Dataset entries

════

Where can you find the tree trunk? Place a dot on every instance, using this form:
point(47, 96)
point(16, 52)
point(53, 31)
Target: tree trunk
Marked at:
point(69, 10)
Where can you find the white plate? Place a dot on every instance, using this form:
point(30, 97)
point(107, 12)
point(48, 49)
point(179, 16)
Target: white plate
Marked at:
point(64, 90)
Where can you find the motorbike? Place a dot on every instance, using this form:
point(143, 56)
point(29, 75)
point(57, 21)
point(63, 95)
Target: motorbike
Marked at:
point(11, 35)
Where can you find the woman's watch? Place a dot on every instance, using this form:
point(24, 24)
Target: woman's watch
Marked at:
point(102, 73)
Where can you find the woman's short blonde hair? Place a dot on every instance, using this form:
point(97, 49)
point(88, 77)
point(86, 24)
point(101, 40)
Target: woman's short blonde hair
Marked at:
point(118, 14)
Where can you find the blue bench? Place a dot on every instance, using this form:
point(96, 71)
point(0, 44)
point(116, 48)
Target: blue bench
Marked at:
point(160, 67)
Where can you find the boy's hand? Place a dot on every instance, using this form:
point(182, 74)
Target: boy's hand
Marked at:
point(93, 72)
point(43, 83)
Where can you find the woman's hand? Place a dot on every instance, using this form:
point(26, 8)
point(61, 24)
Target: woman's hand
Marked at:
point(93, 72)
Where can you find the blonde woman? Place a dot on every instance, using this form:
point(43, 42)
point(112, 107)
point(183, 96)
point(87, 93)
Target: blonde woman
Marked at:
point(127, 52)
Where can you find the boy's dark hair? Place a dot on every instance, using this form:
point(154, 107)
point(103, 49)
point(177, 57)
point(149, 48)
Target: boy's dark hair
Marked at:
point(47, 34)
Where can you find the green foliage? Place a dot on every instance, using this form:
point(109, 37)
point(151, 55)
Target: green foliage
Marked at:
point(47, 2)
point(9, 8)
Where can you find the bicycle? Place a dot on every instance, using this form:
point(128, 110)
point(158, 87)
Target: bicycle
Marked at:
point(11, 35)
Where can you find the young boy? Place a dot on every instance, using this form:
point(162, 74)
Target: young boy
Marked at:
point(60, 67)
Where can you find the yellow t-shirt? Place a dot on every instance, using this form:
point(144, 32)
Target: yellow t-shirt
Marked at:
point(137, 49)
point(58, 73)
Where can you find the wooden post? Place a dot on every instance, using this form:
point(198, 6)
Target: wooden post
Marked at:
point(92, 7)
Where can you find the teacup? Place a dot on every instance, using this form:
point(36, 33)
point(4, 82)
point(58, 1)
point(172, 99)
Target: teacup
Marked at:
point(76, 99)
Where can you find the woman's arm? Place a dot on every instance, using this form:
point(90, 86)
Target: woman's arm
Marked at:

════

**Request**
Copy the listing above, starting with the line containing "Where can you find the blue" and going on through the line containing "point(47, 34)", requests included. Shift every marked answer coordinate by -10 and leave the sample points in the requests unchanged.

**Exercise output**
Where can you find the blue bench? Place a dot on every instance, using this form:
point(96, 71)
point(0, 44)
point(116, 48)
Target: blue bench
Marked at:
point(150, 57)
Where can you find the boy's hand? Place a dot on every instance, using this form:
point(182, 74)
Target: boy's hand
Marked at:
point(83, 62)
point(33, 73)
Where can you find the woman's hand? Place a dot on every instance, using this form:
point(26, 8)
point(61, 24)
Target: woman's hand
Marked at:
point(83, 62)
Where can you find the blonde woman? Place a dot on every instance, using this form:
point(43, 42)
point(112, 107)
point(183, 96)
point(87, 93)
Target: blonde woman
Marked at:
point(117, 42)
Where can you find the boy's dark hair? Place a dot on every instance, using this form:
point(154, 107)
point(103, 49)
point(177, 57)
point(149, 48)
Target: boy's dark hair
Marked at:
point(37, 24)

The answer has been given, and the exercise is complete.